Vanhal begann ca. 1760 mit dem Schreiben von Sinfonien (im Alter von etwa 20 / 21 Jahren) und damit rund drei Jahre nach Joseph Haydn jedoch etwa zeitgleich mit Dittersdorf (wobei sich bei letzterem die Sinfonien der Frühzeit nur sehr schwer datieren lassen – eigentlich nur durch den spätmöglichsten Zeitpunkt ihres Entstehens). Bryan hat die Kompositionsdaten in Abschnitte unterteilt, welche sich überwiegend an stilistischen Merkmalen festmachen sowie auf das Erscheinen seiner Sinfonien in den diversen Katalogen (hauptsächlich der von Breitkopf & Härtel) sowie dem sogenannten Quartbuch. Zum Zeitpunkt der ersten Sinfonien Vanhals hatte Haydn also schon 11 Sinfonien komponiert – Hob. I 1D, 2C, 4D, 5A, 10D, 11Es, 18G, 27G, 32C, 37C, 107B – sieben davon dreisätzig.

-----

Arbeitsauftrag 1 ->
Schreib aus der Liste den Abschnitt ab, der mit der Zeile mit „# locate black“ beginnt und bis zum Ende der Liste geht. Übernimm beide Endzeilen und alles dazwischen Zeichen für Zeichen.

-----

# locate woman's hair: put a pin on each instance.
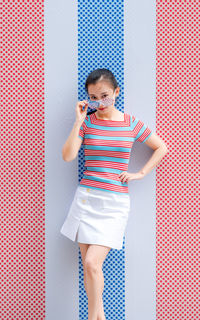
(98, 75)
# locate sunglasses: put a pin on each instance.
(96, 104)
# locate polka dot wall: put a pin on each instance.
(177, 178)
(22, 270)
(23, 155)
(101, 45)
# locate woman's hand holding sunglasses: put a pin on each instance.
(80, 113)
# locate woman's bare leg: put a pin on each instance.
(93, 257)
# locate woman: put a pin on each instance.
(99, 212)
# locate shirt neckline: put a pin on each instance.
(122, 121)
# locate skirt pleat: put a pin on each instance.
(97, 217)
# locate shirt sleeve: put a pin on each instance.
(141, 132)
(82, 129)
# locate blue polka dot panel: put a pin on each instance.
(101, 45)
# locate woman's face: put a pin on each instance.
(103, 90)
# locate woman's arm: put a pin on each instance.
(157, 144)
(73, 143)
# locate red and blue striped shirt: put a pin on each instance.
(107, 148)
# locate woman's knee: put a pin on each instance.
(91, 265)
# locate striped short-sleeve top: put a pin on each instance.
(107, 146)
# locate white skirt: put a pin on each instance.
(97, 217)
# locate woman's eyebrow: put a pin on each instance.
(92, 94)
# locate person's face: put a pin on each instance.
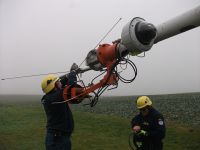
(144, 111)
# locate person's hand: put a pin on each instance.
(136, 129)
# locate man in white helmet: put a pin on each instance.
(148, 126)
(60, 122)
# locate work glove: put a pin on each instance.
(142, 133)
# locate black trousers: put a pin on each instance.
(57, 141)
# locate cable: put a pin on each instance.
(28, 76)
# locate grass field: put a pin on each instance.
(22, 127)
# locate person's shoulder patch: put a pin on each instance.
(160, 122)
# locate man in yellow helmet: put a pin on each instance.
(148, 126)
(60, 122)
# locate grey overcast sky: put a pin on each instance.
(42, 36)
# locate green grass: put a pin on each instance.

-----

Arbeitsauftrag 2 ->
Wie viele Sinfonien hatte Haydn laut dem Textauszug schon komponiert, als Vanhal seine ersten Sinfonien schrieb?

Lösung 1 ->
# locate black trousers: put a pin on each instance.
(57, 141)
# locate cable: put a pin on each instance.
(28, 76)
# locate grass field: put a pin on each instance.
(22, 127)
# locate person's shoulder patch: put a pin on each instance.
(160, 122)
# locate man in yellow helmet: put a pin on each instance.
(148, 126)
(60, 122)
# locate grey overcast sky: put a pin on each instance.
(42, 36)
# locate green grass: put a pin on each instance.

Lösung 2 ->
Haydn hatte bereits 11 Sinfonien komponiert.